*** Material shown

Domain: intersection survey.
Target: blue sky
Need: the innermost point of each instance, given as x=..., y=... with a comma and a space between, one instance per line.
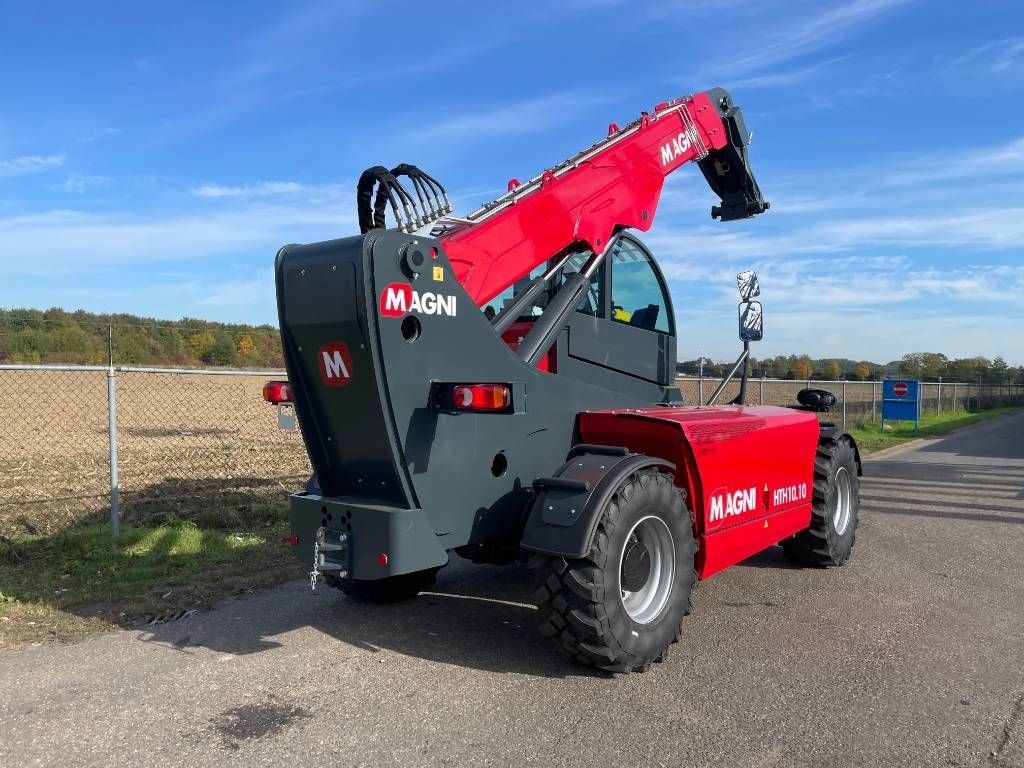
x=154, y=157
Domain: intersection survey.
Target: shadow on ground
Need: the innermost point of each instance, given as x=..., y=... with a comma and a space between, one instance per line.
x=475, y=616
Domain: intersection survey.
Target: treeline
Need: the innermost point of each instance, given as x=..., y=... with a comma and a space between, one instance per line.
x=924, y=366
x=84, y=338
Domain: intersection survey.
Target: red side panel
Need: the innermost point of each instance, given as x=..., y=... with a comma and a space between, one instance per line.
x=748, y=470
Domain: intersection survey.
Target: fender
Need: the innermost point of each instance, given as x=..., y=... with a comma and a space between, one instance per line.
x=568, y=506
x=833, y=433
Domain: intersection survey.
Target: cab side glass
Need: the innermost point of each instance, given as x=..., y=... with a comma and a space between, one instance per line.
x=637, y=298
x=592, y=301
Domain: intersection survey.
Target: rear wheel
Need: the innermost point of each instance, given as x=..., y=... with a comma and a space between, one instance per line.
x=620, y=607
x=390, y=590
x=828, y=540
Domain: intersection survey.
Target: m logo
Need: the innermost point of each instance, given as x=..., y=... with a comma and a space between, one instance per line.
x=336, y=365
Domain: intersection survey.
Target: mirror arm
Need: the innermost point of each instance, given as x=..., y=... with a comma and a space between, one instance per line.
x=741, y=360
x=741, y=397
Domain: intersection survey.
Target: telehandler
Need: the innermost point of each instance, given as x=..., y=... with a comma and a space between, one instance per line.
x=501, y=386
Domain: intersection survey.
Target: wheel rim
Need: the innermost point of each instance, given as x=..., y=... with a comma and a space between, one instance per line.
x=646, y=569
x=842, y=501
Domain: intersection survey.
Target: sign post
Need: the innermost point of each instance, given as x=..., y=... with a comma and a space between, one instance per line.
x=901, y=401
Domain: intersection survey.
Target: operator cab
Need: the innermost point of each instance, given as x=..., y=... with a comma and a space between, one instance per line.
x=624, y=324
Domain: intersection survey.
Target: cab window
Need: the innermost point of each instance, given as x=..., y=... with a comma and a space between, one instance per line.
x=637, y=295
x=592, y=301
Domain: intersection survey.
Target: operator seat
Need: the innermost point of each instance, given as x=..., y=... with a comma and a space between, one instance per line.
x=645, y=317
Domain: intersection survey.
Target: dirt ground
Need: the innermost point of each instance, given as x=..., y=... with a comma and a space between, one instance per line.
x=181, y=439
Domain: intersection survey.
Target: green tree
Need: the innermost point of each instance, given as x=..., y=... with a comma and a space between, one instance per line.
x=802, y=368
x=222, y=351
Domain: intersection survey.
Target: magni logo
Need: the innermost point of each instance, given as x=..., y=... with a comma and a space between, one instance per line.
x=335, y=364
x=672, y=150
x=399, y=298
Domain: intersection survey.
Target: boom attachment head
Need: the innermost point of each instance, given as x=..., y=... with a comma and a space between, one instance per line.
x=727, y=170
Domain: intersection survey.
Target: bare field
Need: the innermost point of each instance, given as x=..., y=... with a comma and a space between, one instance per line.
x=192, y=441
x=184, y=441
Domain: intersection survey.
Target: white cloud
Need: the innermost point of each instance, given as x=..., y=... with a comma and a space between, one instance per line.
x=78, y=183
x=529, y=116
x=786, y=78
x=95, y=134
x=62, y=241
x=792, y=38
x=30, y=164
x=996, y=56
x=262, y=188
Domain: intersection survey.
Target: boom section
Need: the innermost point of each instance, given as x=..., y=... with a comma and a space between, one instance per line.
x=615, y=183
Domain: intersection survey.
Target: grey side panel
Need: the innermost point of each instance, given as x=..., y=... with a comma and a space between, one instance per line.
x=383, y=439
x=404, y=535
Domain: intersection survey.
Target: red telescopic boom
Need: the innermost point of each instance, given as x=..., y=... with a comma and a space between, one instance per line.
x=615, y=183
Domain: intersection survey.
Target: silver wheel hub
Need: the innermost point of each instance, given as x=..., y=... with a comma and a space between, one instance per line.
x=842, y=501
x=647, y=569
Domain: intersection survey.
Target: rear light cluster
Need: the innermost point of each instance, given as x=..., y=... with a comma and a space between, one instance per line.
x=278, y=392
x=481, y=397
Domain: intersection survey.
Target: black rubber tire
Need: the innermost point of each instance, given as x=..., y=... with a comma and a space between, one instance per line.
x=580, y=599
x=821, y=544
x=390, y=590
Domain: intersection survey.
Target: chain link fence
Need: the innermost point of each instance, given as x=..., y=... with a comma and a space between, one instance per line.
x=204, y=442
x=188, y=443
x=857, y=402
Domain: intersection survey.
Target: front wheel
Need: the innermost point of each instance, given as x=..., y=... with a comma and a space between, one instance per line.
x=836, y=508
x=620, y=607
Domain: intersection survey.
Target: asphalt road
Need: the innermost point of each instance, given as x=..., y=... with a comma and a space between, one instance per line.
x=911, y=654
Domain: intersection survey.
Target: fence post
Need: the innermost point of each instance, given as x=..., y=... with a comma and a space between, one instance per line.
x=112, y=427
x=844, y=403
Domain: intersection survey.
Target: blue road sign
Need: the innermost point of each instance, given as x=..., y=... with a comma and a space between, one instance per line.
x=901, y=401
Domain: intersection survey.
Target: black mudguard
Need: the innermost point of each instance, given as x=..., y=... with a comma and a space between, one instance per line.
x=832, y=432
x=569, y=505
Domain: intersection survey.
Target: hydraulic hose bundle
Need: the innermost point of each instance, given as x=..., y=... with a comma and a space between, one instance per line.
x=433, y=202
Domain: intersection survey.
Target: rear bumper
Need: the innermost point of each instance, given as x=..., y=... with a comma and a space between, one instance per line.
x=403, y=535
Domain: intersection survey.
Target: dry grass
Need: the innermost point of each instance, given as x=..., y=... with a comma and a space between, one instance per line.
x=184, y=441
x=202, y=463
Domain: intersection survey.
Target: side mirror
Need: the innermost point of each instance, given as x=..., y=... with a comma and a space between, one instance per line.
x=748, y=283
x=751, y=322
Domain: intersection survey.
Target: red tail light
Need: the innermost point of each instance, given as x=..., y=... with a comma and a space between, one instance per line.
x=278, y=391
x=481, y=396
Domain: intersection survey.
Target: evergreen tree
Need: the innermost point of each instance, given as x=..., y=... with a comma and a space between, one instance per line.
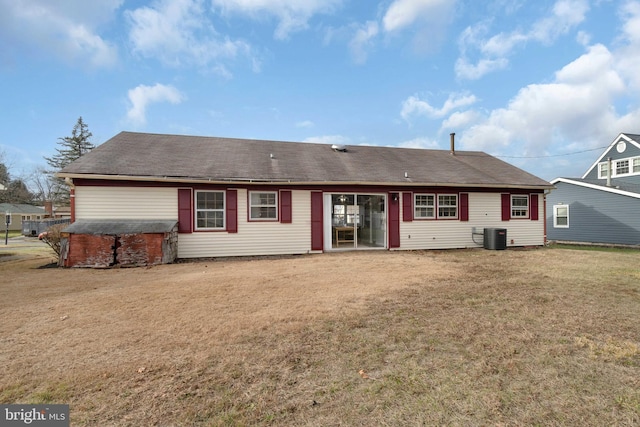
x=72, y=148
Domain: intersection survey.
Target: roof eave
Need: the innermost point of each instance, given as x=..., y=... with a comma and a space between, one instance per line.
x=257, y=181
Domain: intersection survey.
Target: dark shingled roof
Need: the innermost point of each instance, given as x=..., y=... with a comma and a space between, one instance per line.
x=143, y=156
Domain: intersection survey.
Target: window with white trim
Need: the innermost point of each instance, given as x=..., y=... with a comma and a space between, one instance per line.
x=263, y=205
x=519, y=206
x=447, y=206
x=210, y=210
x=561, y=216
x=603, y=170
x=622, y=167
x=424, y=206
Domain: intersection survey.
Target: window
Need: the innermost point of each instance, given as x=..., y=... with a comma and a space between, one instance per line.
x=519, y=206
x=425, y=206
x=603, y=170
x=622, y=167
x=263, y=206
x=561, y=216
x=447, y=206
x=209, y=210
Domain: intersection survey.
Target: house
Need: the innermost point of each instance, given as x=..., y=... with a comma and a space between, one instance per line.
x=19, y=212
x=602, y=206
x=238, y=197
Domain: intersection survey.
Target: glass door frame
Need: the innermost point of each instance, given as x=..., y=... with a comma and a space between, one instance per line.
x=334, y=240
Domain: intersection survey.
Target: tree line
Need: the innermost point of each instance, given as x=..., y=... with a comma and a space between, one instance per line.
x=42, y=184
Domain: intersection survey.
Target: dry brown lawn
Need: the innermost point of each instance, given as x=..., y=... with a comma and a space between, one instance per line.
x=519, y=337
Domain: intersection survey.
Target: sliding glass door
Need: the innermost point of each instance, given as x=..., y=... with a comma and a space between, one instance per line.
x=355, y=221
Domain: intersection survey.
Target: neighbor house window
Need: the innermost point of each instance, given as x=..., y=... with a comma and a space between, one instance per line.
x=263, y=205
x=622, y=167
x=424, y=206
x=519, y=206
x=561, y=216
x=447, y=206
x=209, y=210
x=603, y=170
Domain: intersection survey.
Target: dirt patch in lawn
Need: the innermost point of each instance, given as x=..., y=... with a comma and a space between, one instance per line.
x=360, y=338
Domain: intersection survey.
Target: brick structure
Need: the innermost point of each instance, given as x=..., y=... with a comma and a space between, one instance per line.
x=103, y=244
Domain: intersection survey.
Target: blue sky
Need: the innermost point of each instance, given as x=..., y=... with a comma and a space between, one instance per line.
x=544, y=85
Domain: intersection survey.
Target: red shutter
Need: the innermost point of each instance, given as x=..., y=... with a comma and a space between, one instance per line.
x=506, y=207
x=533, y=207
x=232, y=211
x=285, y=206
x=407, y=207
x=394, y=220
x=464, y=206
x=316, y=221
x=185, y=212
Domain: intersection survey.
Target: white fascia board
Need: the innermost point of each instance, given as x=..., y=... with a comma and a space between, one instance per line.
x=597, y=187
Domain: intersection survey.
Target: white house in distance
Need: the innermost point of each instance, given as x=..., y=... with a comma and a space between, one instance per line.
x=239, y=197
x=601, y=206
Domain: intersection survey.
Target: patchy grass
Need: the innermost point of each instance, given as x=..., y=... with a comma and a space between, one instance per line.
x=468, y=337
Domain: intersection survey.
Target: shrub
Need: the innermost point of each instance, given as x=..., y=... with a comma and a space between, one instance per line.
x=52, y=237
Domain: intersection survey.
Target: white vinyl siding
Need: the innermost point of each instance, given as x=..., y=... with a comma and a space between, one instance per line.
x=561, y=216
x=126, y=203
x=255, y=237
x=484, y=212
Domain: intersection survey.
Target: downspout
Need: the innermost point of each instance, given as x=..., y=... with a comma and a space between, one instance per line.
x=72, y=199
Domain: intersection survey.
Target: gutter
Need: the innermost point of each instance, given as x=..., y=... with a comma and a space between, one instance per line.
x=70, y=176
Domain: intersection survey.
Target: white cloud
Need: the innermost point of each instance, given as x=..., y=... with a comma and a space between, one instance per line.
x=361, y=43
x=293, y=15
x=420, y=142
x=492, y=52
x=628, y=55
x=459, y=120
x=466, y=70
x=305, y=124
x=414, y=106
x=68, y=29
x=142, y=96
x=177, y=32
x=577, y=106
x=403, y=13
x=329, y=139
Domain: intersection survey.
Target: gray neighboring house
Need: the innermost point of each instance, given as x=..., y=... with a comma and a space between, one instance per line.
x=603, y=205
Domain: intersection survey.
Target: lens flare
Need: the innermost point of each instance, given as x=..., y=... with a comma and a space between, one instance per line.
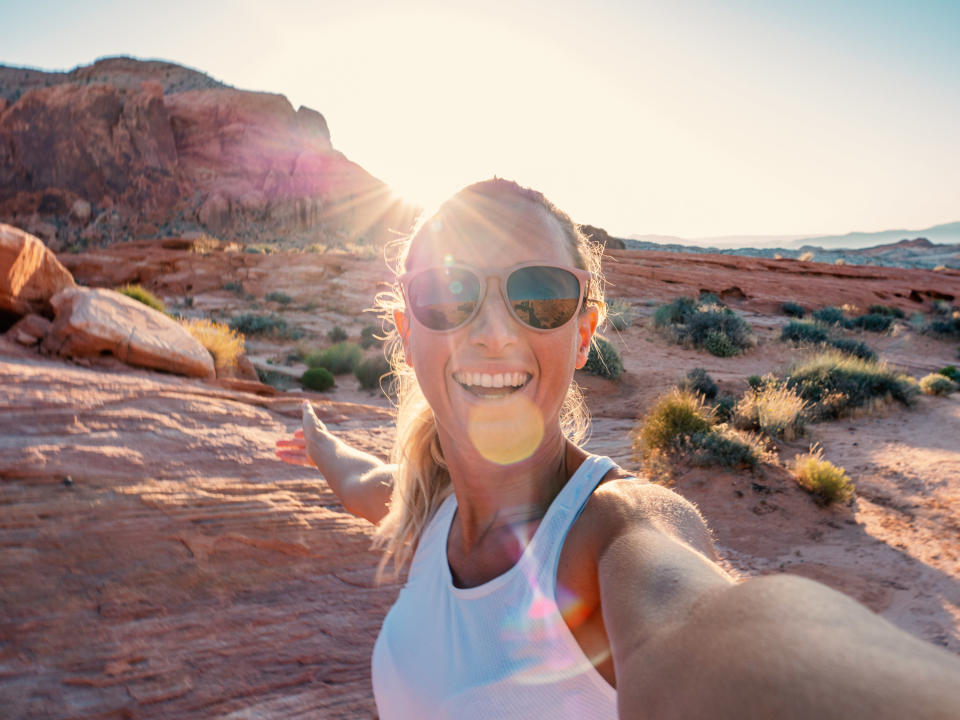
x=506, y=433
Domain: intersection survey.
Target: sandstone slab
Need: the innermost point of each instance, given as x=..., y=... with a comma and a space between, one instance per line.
x=92, y=322
x=29, y=273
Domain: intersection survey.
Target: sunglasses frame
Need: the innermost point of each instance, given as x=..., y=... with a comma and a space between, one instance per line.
x=502, y=274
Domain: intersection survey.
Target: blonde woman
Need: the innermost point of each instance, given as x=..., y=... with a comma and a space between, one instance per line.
x=544, y=581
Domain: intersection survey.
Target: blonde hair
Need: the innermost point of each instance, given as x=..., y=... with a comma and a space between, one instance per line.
x=422, y=480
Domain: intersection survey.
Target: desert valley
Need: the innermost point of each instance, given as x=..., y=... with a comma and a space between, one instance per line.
x=158, y=560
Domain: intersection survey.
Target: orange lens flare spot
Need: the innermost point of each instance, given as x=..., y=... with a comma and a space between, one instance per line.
x=506, y=433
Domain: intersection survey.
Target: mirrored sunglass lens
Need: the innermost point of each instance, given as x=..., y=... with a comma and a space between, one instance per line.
x=445, y=298
x=543, y=297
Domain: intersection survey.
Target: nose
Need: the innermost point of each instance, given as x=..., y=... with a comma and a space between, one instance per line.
x=493, y=328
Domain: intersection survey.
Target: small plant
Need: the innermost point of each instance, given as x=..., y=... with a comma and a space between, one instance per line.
x=278, y=297
x=887, y=310
x=620, y=314
x=319, y=379
x=874, y=322
x=793, y=309
x=674, y=416
x=830, y=315
x=141, y=294
x=699, y=381
x=339, y=359
x=371, y=372
x=834, y=384
x=337, y=334
x=604, y=359
x=368, y=337
x=803, y=331
x=937, y=384
x=822, y=478
x=223, y=344
x=951, y=372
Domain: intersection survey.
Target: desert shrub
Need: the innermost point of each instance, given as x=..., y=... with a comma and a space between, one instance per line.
x=252, y=324
x=857, y=348
x=368, y=337
x=223, y=344
x=279, y=297
x=724, y=446
x=833, y=383
x=319, y=379
x=951, y=372
x=803, y=331
x=339, y=359
x=620, y=314
x=604, y=359
x=887, y=310
x=699, y=381
x=830, y=315
x=774, y=409
x=371, y=370
x=793, y=310
x=337, y=334
x=141, y=294
x=822, y=478
x=676, y=415
x=874, y=322
x=936, y=384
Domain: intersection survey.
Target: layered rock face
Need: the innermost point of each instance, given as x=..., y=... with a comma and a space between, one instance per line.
x=123, y=148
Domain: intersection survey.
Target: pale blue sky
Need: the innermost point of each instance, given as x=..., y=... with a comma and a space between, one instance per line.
x=695, y=118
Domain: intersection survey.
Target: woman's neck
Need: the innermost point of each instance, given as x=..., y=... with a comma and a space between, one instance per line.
x=492, y=497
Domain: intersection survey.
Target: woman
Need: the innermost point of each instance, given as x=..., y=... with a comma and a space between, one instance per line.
x=545, y=582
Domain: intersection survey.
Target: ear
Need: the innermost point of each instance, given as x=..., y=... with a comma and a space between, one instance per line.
x=586, y=326
x=402, y=322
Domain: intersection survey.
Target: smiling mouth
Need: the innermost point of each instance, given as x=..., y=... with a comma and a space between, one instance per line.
x=491, y=385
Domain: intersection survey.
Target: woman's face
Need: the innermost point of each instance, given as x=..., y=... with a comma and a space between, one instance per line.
x=459, y=371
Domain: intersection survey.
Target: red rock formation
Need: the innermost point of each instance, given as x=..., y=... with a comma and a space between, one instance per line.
x=144, y=150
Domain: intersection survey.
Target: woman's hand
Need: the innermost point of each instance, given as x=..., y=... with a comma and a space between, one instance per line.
x=362, y=482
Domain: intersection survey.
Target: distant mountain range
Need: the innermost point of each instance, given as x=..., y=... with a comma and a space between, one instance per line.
x=948, y=233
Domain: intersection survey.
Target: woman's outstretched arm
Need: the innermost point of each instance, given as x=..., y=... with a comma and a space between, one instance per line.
x=362, y=482
x=689, y=643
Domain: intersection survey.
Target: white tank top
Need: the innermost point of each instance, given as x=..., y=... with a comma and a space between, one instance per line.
x=498, y=650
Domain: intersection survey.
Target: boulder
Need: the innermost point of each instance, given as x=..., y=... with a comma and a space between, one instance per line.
x=29, y=273
x=92, y=322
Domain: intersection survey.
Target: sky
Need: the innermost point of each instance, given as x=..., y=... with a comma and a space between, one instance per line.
x=695, y=119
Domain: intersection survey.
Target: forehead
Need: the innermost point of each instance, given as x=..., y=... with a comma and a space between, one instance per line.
x=491, y=233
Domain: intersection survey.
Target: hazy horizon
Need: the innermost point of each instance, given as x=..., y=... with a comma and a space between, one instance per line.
x=707, y=120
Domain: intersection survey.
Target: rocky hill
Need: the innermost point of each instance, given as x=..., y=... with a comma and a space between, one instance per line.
x=124, y=149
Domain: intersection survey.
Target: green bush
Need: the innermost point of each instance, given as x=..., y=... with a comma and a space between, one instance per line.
x=937, y=384
x=279, y=297
x=368, y=337
x=337, y=334
x=793, y=310
x=620, y=314
x=951, y=372
x=874, y=322
x=857, y=348
x=604, y=359
x=141, y=294
x=339, y=359
x=674, y=416
x=803, y=331
x=319, y=379
x=887, y=310
x=833, y=383
x=699, y=381
x=830, y=315
x=371, y=371
x=821, y=477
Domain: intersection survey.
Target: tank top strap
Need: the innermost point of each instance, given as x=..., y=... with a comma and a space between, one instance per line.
x=564, y=510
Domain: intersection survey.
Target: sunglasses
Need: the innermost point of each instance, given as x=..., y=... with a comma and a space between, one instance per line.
x=542, y=297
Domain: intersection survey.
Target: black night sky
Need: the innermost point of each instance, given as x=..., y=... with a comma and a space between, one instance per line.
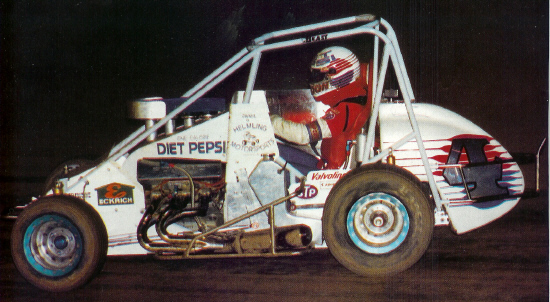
x=68, y=68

******

▶ **Job**
Please quote the entries word for word from their first line up to and including the line with "x=154, y=157", leaving the pictures out of your answer.

▶ **Exercise answer**
Domain: intersection survey.
Target: blue sky
Need: the innermost point of each instance, given as x=..., y=... with a comma and a space between, one instance per line.
x=154, y=157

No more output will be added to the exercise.